(Point-per-instance localization data):
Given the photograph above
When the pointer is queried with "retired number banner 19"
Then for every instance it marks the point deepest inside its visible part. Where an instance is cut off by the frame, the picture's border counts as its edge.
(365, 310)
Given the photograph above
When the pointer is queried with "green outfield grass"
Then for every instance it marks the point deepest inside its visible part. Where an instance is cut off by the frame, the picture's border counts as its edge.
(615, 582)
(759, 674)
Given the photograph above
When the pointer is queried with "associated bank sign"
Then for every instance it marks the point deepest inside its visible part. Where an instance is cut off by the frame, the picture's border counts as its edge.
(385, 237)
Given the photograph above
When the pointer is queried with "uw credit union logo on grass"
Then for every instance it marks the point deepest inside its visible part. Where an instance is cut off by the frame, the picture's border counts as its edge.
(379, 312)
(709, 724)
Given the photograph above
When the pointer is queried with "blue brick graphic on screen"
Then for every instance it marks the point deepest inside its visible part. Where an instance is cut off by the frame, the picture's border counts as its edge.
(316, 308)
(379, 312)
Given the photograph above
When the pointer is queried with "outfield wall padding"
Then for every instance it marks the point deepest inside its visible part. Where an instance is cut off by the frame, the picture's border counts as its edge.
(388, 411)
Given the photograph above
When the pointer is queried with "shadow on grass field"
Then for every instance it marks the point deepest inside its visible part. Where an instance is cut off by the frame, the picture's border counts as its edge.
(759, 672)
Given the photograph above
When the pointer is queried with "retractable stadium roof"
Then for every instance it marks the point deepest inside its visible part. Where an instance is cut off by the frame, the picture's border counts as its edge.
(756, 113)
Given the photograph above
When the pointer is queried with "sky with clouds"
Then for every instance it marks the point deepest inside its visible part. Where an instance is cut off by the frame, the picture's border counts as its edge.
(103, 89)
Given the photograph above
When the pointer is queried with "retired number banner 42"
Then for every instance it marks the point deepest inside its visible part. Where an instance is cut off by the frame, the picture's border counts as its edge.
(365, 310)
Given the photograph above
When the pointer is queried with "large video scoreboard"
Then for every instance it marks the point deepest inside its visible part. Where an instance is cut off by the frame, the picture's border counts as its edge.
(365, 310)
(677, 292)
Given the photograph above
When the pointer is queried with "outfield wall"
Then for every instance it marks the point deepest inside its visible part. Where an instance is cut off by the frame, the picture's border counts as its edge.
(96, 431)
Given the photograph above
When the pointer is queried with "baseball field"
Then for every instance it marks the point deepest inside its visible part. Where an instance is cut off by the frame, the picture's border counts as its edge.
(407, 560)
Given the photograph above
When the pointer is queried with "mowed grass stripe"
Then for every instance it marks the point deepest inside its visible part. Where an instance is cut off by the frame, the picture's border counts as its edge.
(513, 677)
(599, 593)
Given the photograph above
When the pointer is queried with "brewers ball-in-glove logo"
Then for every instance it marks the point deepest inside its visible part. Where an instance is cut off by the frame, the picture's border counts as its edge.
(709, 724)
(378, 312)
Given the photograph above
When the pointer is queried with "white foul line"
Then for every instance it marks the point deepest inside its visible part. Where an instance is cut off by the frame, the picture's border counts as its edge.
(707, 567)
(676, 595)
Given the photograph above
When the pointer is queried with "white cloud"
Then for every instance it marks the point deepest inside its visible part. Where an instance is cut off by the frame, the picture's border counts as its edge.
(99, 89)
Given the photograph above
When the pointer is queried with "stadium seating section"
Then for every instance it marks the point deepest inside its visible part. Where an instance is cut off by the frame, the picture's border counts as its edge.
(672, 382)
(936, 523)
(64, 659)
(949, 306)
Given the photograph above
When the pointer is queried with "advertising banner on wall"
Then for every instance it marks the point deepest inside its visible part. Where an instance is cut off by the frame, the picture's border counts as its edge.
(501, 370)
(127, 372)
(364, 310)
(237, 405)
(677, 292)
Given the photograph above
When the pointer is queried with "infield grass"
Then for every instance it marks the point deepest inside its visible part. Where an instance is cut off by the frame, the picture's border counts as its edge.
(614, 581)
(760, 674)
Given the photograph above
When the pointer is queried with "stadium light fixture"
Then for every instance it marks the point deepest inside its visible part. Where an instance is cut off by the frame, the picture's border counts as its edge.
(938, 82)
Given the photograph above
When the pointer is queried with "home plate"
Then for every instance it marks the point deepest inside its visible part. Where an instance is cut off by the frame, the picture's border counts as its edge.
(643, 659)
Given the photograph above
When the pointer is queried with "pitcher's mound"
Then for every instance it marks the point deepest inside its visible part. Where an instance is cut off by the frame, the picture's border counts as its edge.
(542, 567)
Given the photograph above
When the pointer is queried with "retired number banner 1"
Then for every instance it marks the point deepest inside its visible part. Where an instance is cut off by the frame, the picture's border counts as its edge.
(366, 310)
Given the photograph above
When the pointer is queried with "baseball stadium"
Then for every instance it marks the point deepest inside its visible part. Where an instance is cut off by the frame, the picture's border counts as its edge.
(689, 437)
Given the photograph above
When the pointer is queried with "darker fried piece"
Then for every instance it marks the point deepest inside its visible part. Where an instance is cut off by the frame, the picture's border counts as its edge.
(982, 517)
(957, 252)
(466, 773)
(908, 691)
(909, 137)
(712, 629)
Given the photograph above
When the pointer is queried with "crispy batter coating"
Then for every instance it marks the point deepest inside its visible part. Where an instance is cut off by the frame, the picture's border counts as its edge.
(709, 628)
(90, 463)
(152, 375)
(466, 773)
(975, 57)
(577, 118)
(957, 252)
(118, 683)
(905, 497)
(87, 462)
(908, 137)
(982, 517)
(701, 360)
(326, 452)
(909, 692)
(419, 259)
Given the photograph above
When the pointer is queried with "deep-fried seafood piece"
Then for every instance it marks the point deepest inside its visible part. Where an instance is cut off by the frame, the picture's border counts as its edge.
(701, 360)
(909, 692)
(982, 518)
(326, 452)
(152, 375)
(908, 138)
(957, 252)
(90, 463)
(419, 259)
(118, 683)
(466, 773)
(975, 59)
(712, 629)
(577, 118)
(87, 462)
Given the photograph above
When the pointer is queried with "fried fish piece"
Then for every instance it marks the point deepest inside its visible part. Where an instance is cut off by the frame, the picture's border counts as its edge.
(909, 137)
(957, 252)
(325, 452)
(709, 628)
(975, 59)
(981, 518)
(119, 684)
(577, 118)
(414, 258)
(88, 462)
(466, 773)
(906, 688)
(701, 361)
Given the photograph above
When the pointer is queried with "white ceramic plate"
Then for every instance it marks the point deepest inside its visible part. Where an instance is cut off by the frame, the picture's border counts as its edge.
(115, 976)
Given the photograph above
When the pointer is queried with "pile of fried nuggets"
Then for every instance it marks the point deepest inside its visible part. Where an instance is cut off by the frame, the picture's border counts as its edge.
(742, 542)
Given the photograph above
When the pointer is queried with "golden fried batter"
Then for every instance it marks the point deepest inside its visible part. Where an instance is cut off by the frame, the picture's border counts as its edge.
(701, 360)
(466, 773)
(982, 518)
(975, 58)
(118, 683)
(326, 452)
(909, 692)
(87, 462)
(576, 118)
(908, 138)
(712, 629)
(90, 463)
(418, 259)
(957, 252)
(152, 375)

(Your goal):
What lines of the data include the word "white"? Copy each of them.

(Exercise output):
When the pointer is queried with "white foul line"
When the pointer is queried with "white cloud"
When the pointer is queried with "white ceramic plate"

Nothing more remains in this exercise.